:: Task prompt ::
Please give an exact copy of every line from the one holding "In this exercise you will mark each instance of the grass" through the final line of the records below.

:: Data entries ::
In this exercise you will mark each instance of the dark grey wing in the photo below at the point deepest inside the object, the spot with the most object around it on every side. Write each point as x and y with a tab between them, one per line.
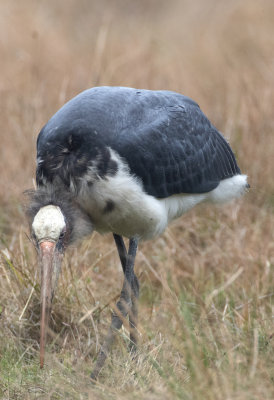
163	136
181	152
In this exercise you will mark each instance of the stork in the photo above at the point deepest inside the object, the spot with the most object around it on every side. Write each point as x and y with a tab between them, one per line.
125	161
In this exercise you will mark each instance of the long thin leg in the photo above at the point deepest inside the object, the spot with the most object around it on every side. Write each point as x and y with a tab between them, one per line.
133	313
123	306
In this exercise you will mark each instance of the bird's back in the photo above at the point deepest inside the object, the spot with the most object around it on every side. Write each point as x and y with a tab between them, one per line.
136	159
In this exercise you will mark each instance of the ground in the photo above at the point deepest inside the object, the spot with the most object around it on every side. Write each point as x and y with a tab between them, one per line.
207	286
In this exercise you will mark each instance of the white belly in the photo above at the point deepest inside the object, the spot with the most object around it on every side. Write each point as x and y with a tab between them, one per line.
118	204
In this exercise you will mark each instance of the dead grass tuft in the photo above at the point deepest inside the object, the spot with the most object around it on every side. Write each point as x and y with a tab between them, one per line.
206	307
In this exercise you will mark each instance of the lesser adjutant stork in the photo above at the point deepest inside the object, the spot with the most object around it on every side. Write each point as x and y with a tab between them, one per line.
126	161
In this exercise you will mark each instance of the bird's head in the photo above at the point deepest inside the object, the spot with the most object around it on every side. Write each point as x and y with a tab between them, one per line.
54	224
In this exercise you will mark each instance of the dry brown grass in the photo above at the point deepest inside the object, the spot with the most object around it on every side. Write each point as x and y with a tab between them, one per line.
207	287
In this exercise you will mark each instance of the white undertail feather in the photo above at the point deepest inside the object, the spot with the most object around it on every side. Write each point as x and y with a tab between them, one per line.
134	212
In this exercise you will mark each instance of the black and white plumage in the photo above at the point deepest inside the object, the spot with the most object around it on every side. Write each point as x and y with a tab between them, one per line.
127	161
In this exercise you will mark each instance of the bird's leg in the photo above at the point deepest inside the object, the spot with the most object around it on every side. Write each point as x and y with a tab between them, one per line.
123	306
133	312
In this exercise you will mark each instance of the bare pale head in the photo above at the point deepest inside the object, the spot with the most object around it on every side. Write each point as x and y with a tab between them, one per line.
49	230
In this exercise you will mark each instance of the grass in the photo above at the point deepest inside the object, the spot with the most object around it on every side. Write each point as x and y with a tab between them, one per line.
207	286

:: Exercise output ::
In this exercise you will mark each instance of the grass in the photo above at the point deepest inside the object, the spot with the most object around it on every side. Write each point as x and y with a tab between them, one per line.
207	286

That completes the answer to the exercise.